═══ RECORDS ═══

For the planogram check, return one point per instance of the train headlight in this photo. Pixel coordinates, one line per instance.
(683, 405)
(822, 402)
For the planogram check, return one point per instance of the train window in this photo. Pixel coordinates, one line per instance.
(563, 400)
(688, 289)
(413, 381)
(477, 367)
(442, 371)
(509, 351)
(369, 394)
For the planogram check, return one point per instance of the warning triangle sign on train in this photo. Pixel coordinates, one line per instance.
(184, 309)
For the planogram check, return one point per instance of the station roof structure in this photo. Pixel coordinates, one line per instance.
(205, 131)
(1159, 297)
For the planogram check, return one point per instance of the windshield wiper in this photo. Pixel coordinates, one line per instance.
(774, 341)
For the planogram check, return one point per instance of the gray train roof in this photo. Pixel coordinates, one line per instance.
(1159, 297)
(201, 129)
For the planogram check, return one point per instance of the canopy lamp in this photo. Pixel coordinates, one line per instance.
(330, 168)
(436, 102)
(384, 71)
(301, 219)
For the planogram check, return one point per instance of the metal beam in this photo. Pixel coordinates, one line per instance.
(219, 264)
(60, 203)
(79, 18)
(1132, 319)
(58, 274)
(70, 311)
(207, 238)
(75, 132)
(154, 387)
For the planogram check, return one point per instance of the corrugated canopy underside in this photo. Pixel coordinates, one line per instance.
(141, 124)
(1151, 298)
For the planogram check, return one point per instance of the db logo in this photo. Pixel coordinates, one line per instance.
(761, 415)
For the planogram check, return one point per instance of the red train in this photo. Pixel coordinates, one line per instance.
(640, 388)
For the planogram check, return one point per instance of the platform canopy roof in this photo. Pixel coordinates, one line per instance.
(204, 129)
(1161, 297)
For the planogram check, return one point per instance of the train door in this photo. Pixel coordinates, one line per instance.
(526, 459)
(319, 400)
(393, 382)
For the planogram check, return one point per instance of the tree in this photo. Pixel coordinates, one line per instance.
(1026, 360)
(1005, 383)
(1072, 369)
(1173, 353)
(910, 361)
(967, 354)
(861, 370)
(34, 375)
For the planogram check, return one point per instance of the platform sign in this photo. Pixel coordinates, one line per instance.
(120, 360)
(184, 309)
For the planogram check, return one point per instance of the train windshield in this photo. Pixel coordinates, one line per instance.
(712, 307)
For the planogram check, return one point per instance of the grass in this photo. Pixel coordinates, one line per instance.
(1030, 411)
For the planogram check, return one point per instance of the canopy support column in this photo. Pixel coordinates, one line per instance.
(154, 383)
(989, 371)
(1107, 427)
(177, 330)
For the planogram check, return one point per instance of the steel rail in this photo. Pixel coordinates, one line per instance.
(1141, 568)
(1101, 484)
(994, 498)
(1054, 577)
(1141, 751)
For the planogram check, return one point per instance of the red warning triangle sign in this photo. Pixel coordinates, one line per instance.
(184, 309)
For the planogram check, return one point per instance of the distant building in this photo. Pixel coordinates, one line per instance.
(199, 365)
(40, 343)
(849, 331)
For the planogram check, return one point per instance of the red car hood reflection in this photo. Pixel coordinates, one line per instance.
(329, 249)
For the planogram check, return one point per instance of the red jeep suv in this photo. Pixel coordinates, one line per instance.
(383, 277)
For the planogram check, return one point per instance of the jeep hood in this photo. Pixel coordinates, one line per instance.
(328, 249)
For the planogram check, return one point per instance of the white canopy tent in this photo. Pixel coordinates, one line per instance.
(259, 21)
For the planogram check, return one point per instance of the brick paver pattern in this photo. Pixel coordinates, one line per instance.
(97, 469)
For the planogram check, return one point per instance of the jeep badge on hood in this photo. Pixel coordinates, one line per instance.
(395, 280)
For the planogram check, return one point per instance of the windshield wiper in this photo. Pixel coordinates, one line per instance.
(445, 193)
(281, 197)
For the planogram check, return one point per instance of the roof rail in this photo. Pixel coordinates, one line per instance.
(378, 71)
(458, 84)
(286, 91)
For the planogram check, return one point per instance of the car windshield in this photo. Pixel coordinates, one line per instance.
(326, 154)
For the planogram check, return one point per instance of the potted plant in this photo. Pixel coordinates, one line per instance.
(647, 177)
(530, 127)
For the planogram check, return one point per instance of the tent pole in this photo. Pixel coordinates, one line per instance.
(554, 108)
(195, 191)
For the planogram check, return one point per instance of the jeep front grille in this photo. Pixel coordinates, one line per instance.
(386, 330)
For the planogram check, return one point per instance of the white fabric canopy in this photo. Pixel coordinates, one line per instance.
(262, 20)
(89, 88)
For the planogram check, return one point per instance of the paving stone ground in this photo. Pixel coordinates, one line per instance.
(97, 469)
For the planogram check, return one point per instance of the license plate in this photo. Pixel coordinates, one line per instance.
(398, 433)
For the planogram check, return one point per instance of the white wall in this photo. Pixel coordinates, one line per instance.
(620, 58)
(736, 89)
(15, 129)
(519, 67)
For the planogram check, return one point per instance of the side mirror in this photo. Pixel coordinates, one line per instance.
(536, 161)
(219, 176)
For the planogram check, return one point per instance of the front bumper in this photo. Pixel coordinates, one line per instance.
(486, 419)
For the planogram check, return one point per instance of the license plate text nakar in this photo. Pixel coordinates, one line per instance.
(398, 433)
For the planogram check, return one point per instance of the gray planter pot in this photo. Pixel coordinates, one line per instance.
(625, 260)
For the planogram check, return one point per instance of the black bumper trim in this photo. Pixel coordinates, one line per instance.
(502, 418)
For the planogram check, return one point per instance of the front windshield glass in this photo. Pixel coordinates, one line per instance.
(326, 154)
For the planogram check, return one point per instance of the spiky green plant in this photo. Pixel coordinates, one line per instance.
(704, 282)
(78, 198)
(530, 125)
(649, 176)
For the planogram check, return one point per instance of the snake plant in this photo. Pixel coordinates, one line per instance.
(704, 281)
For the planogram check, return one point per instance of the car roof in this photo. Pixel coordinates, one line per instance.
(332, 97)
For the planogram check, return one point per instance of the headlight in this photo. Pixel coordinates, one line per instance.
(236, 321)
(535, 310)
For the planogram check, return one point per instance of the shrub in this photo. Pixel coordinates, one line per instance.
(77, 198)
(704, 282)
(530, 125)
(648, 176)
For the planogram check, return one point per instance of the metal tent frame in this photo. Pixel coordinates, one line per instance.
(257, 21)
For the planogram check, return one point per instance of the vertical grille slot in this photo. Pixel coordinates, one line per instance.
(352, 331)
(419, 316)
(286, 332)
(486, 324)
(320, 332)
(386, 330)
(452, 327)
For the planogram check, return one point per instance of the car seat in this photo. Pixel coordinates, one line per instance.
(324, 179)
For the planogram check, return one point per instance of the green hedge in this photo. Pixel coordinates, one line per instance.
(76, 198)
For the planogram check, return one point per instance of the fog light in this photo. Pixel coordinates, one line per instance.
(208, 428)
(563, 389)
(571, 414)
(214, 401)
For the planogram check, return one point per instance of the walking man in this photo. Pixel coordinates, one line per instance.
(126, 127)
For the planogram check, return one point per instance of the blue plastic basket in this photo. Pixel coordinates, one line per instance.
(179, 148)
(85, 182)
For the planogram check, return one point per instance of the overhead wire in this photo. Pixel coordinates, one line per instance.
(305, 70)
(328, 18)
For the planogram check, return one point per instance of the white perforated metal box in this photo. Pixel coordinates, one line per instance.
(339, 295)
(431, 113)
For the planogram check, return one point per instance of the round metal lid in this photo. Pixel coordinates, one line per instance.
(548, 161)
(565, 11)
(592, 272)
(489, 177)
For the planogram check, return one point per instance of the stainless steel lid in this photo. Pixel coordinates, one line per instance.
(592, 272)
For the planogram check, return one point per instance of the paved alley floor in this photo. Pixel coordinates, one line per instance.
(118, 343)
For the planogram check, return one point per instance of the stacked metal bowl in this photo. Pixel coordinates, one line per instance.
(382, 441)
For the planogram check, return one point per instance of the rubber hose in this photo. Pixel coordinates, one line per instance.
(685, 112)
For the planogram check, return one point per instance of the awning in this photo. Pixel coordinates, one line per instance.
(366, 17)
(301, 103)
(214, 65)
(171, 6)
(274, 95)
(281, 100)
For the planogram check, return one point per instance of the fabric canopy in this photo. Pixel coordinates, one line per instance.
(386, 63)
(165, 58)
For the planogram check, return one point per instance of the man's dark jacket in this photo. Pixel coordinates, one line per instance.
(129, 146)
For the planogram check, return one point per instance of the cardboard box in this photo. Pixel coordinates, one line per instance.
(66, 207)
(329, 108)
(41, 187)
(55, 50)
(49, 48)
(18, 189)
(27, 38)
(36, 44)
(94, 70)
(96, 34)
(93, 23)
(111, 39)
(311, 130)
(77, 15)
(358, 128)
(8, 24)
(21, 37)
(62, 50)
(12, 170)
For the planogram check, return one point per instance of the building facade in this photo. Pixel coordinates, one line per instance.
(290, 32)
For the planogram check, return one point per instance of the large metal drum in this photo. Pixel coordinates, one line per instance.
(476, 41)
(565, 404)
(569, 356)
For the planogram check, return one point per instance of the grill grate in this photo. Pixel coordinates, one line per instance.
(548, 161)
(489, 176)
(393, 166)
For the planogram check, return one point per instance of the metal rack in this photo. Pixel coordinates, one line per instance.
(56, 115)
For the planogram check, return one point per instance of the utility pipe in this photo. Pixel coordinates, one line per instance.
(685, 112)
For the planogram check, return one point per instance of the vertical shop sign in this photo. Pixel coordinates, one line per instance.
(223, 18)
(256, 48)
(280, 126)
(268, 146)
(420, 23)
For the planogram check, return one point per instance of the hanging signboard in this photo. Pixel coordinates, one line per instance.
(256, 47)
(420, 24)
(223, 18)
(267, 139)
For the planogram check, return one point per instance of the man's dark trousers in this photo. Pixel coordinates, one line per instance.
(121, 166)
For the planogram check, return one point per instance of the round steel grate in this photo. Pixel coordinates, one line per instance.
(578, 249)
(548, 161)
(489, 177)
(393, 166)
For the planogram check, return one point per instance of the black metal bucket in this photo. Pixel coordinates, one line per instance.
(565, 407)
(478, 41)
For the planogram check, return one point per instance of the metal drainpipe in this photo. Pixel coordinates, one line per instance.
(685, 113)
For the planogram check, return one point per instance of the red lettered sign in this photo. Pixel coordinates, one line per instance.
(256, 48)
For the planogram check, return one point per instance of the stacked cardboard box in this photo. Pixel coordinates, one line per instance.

═══

- [SET PROBLEM]
Reproduce precisely the span of lines that begins at the line containing "of the hanging" and ends with the last line of the listing.

- [WORKED ANSWER]
For the planogram check, return one point per instance of the hanging signboard in this photo. Pixel coordinates, one line per instance.
(256, 47)
(420, 24)
(223, 18)
(267, 139)
For the planogram check, return one point per instance of the man's dark trousers in this photo. Pixel coordinates, one line per instance.
(121, 166)
For the planogram check, return one point per instance of the round steel grate in this photo. Pixel coordinates, one line per instance.
(578, 249)
(548, 161)
(489, 177)
(393, 166)
For the planogram check, return one point per instance of the black metal bucket in this photo. Pixel coordinates, one line per instance.
(565, 407)
(478, 41)
For the planogram check, return one point per instance of the metal drainpipe in this photo. Pixel coordinates, one line per instance.
(685, 113)
For the planogram check, return one point per instance of the red lettered sign in this photo. Pixel coordinates, one line per instance.
(256, 48)
For the planogram check, return one point per instance of the stacked cardboard box in this photo. Pixel coordinates, one line per instance.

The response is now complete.